_TASK BRIEF_. Lay out every line of the listing below as a numbered list, omitting any blank lines. Leave the pictures out of the answer.

— Begin SOURCE RECORDS —

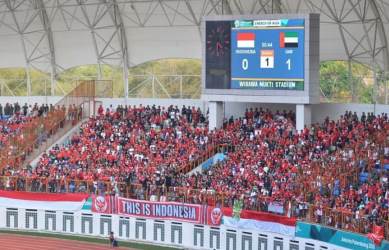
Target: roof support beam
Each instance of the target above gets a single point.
(117, 20)
(8, 3)
(382, 34)
(92, 30)
(49, 35)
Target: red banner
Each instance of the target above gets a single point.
(102, 204)
(214, 216)
(160, 210)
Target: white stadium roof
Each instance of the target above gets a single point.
(54, 35)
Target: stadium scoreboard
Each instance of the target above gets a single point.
(264, 56)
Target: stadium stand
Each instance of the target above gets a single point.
(333, 173)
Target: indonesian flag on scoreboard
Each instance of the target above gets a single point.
(288, 40)
(245, 40)
(42, 201)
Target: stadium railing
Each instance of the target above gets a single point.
(341, 219)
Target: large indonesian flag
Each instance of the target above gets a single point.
(42, 201)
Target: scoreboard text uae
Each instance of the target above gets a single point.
(255, 54)
(267, 54)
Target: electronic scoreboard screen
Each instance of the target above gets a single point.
(269, 55)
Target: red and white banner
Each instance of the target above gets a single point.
(160, 210)
(261, 221)
(103, 204)
(42, 201)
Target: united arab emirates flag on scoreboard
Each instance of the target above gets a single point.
(288, 40)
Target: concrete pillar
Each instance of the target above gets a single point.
(216, 115)
(303, 116)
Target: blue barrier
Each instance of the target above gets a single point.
(337, 237)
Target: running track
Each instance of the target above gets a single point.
(26, 242)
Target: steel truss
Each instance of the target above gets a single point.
(360, 23)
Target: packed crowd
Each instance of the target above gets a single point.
(22, 128)
(267, 160)
(128, 144)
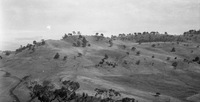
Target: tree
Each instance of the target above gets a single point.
(196, 59)
(137, 62)
(106, 56)
(73, 32)
(64, 58)
(79, 33)
(174, 64)
(133, 48)
(43, 42)
(153, 45)
(138, 53)
(84, 42)
(168, 58)
(111, 43)
(78, 44)
(173, 49)
(34, 42)
(102, 35)
(56, 56)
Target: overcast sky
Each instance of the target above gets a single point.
(22, 21)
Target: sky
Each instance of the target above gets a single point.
(22, 21)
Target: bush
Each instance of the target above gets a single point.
(64, 58)
(168, 58)
(153, 45)
(174, 64)
(196, 59)
(7, 53)
(138, 53)
(79, 55)
(173, 49)
(84, 42)
(106, 56)
(137, 62)
(133, 48)
(56, 56)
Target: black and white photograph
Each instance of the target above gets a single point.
(99, 50)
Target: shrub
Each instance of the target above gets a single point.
(56, 56)
(34, 42)
(196, 59)
(64, 58)
(153, 45)
(7, 53)
(84, 42)
(173, 49)
(174, 64)
(138, 53)
(111, 43)
(79, 55)
(106, 56)
(137, 62)
(133, 48)
(168, 58)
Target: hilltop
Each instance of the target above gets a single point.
(137, 65)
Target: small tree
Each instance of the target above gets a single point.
(102, 35)
(168, 58)
(106, 56)
(84, 42)
(137, 62)
(78, 44)
(138, 53)
(111, 43)
(153, 45)
(34, 42)
(56, 56)
(174, 64)
(43, 42)
(79, 55)
(64, 58)
(133, 48)
(97, 34)
(173, 50)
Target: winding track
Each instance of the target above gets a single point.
(11, 93)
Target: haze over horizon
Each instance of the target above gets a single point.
(23, 21)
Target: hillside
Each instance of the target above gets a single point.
(135, 70)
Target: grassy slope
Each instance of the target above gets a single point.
(139, 81)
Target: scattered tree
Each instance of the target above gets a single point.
(173, 49)
(138, 53)
(56, 56)
(174, 64)
(137, 62)
(153, 45)
(64, 58)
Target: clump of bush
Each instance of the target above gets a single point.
(57, 56)
(133, 48)
(138, 53)
(173, 50)
(153, 45)
(168, 58)
(137, 62)
(175, 64)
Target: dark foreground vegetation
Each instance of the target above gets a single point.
(47, 92)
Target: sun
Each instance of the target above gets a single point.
(48, 27)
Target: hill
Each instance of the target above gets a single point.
(136, 68)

— End SOURCE RECORDS —

_SOLVED PROBLEM_.
1. Target: roof support beam
2. Each instance of the target above gets a single point.
3. (117, 20)
4. (8, 3)
5. (382, 34)
6. (92, 30)
7. (49, 35)
8. Target: red banner
9. Each instance of the target above gets a single point.
10. (102, 204)
11. (214, 216)
12. (160, 210)
13. Target: white stadium roof
14. Each instance of the target above gets a single point.
15. (54, 35)
16. Target: stadium scoreboard
17. Each instance of the target above gets a single point.
18. (264, 56)
19. Target: stadium stand
20. Each instance of the target above gets a single point.
21. (333, 173)
22. Target: indonesian flag on scoreboard
23. Each instance of the target above gets a single point.
24. (288, 40)
25. (245, 40)
26. (42, 201)
27. Target: stadium railing
28. Each instance of the target above gets a single point.
29. (341, 219)
30. Target: large indonesian flag
31. Each instance of the target above gets a single point.
32. (42, 201)
33. Target: scoreboard text uae
34. Each instance of the target above gets a single point.
35. (255, 54)
36. (267, 54)
37. Target: electronic scoreboard screen
38. Each instance of the target above gets a single point.
39. (269, 55)
40. Target: red and white banner
41. Each instance of the target above gets a single point.
42. (160, 210)
43. (261, 221)
44. (103, 204)
45. (42, 201)
46. Target: united arab emirates flag on scoreboard
47. Each instance of the target above gets a single point.
48. (288, 40)
49. Target: concrete pillar
50. Each instance of the target above gets a single point.
51. (216, 115)
52. (303, 116)
53. Target: blue barrier
54. Each instance of the target above gets a single point.
55. (337, 237)
56. Target: running track
57. Each instance of the target above gets a single point.
58. (26, 242)
59. Target: steel truss
60. Each instance of the target above gets a single point.
61. (360, 23)
62. Target: packed crowd
63. Each instance of the target above gets a single point.
64. (22, 128)
65. (267, 160)
66. (128, 144)
67. Target: tree
68. Each instance of the target above gets a single point.
69. (196, 59)
70. (137, 62)
71. (106, 56)
72. (73, 32)
73. (64, 58)
74. (79, 33)
75. (174, 64)
76. (133, 48)
77. (43, 42)
78. (153, 45)
79. (138, 53)
80. (84, 42)
81. (168, 58)
82. (111, 43)
83. (78, 44)
84. (173, 49)
85. (34, 42)
86. (102, 35)
87. (56, 56)
88. Target: overcast sky
89. Each instance of the target above gets a single point.
90. (22, 21)
91. Target: sky
92. Each instance of the target above gets a single point.
93. (22, 21)
94. Target: bush
95. Each instance of the target above gets a single point.
96. (64, 58)
97. (168, 58)
98. (153, 45)
99. (174, 64)
100. (196, 59)
101. (7, 53)
102. (138, 53)
103. (79, 55)
104. (173, 49)
105. (84, 42)
106. (106, 56)
107. (137, 62)
108. (133, 48)
109. (56, 56)
110. Target: black and white photograph
111. Each instance of the target above gets a single point.
112. (99, 50)
113. Target: shrub
114. Each instance of the target above gets a single point.
115. (56, 56)
116. (34, 42)
117. (196, 59)
118. (64, 58)
119. (153, 45)
120. (7, 53)
121. (84, 42)
122. (173, 49)
123. (174, 64)
124. (138, 53)
125. (111, 43)
126. (79, 55)
127. (106, 56)
128. (137, 62)
129. (133, 48)
130. (168, 58)
131. Target: hilltop
132. Each instance of the target above gets a single point.
133. (137, 65)
134. Target: small tree
135. Each instance of the target above gets a single point.
136. (102, 35)
137. (168, 58)
138. (106, 56)
139. (84, 42)
140. (137, 62)
141. (78, 44)
142. (138, 53)
143. (111, 43)
144. (153, 45)
145. (34, 42)
146. (56, 56)
147. (174, 64)
148. (43, 42)
149. (79, 55)
150. (64, 58)
151. (133, 48)
152. (97, 34)
153. (173, 50)
154. Target: winding track
155. Each instance of the target above gets a single point.
156. (11, 93)
157. Target: haze over horizon
158. Each instance of the target above gets a single point.
159. (23, 21)
160. Target: hillside
161. Each instance of the target above gets a single point.
162. (135, 70)
163. Target: grassy slope
164. Each instance of the target above gets a single point.
165. (139, 81)
166. Target: scattered tree
167. Each instance of the target above gets a single point.
168. (173, 49)
169. (138, 53)
170. (56, 56)
171. (174, 64)
172. (137, 62)
173. (153, 45)
174. (64, 58)
175. Target: clump of bush
176. Each instance of the target above gets a single point.
177. (57, 56)
178. (133, 48)
179. (138, 53)
180. (173, 50)
181. (153, 45)
182. (168, 58)
183. (137, 62)
184. (175, 64)
185. Target: dark foreground vegetation
186. Each instance of the target above gets a single point.
187. (47, 92)
188. Target: sun
189. Each instance of the target above gets a single point.
190. (48, 27)
191. Target: hill
192. Each instance of the target above gets a single point.
193. (136, 68)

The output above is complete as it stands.